**Written task a**:
According to the post on the Millennium Challenge 2002 wargame, who commanded the Red force?

**Article**:
Monday, December 14, 2015

Millennium Challenge 2002

Everyone has probably heard of the Millennium Challenge 2002 wargame.  Heck, it’s almost become a legend.  The exercise offered some outstanding lessons all around though not necessarily those that are routinely claimed.  Let’s take a closer look.  For those who may not be familiar with it, here is a brief summary. 

Among various other aspects, both physical and simulated, the US conducted a simulated wargame involving the overthrow of a Middle East dictator of a country on the Persian Gulf.  The enemy, or Red force, was commanded by Lt. Gen. Paul Van Riper, USMC(Ret.).  The exercise was two years in the making and reportedly cost $250M.

The game was, apparently, intended as a free play exercise in which both sides would try their best to win and, at least in the beginning, was conducted as such.  The short version is that Van Riper, leading the Red force, used a combination of civilian aircraft and small boats for surveillance to pinpoint the US forces and then proceeded to launch swarm attacks, suicide attacks, and cruise missiles to annihilate the US fleet in short order.

**Stored items from a collection**:
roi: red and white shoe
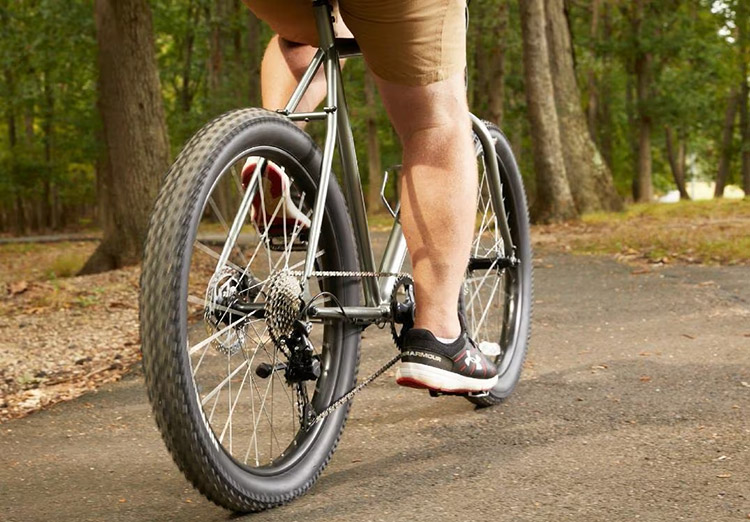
[242,156,310,237]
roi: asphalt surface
[0,255,750,522]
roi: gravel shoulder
[0,252,750,522]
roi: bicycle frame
[264,0,515,324]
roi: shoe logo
[403,350,440,362]
[464,350,482,370]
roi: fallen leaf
[8,281,29,295]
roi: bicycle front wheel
[460,122,533,406]
[140,109,360,512]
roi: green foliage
[0,0,750,232]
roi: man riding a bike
[243,0,498,393]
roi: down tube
[336,60,380,306]
[469,113,516,256]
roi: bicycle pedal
[428,390,490,398]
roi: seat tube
[303,0,338,281]
[305,0,380,306]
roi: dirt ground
[0,199,750,423]
[0,252,750,522]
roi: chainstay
[288,270,411,277]
[308,353,401,429]
[264,270,411,429]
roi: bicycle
[140,1,532,512]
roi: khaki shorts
[244,0,466,85]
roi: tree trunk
[739,69,750,196]
[487,1,509,125]
[365,70,383,213]
[469,0,509,125]
[177,0,200,114]
[664,125,690,199]
[546,0,622,213]
[81,0,169,273]
[246,9,261,107]
[586,0,601,142]
[519,0,578,222]
[735,1,750,197]
[594,3,615,174]
[632,0,654,202]
[714,87,739,198]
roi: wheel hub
[204,267,250,355]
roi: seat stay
[469,113,516,255]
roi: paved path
[0,255,750,522]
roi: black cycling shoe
[396,328,497,393]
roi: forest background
[0,0,750,269]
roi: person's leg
[260,35,326,112]
[244,0,352,112]
[340,0,477,338]
[377,74,477,338]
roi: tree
[545,0,622,213]
[628,0,654,202]
[714,87,740,198]
[664,125,690,199]
[365,69,383,212]
[519,0,578,222]
[81,0,169,273]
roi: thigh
[340,0,466,85]
[243,0,352,47]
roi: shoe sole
[396,362,498,393]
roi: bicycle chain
[266,270,411,429]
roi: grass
[550,198,750,265]
[47,252,87,279]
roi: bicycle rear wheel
[140,109,360,512]
[460,122,533,406]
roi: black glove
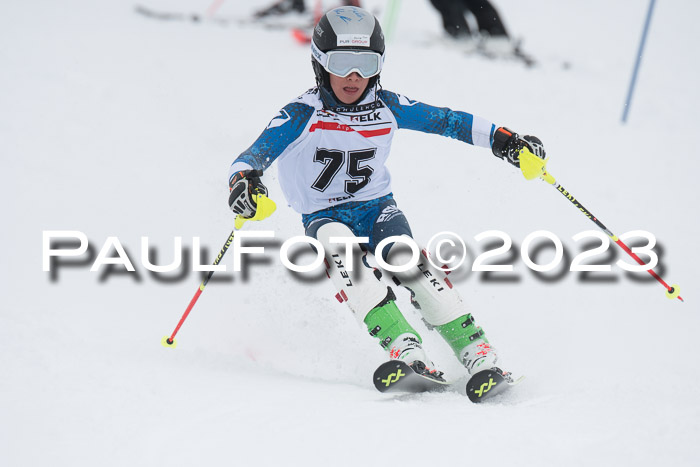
[228,170,267,218]
[491,127,545,168]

**Written task b**:
Filter the records and copy every line that contains the word "bicycle". Case counts.

**Output a**:
Lt. Gen. Paul Van Riper, USMC(Ret.), commanded the Red force.

**Output b**:
roi: bicycle frame
roi: bicycle front wheel
roi: bicycle pedal
roi: bicycle
roi: bicycle chain
roi: bicycle rear wheel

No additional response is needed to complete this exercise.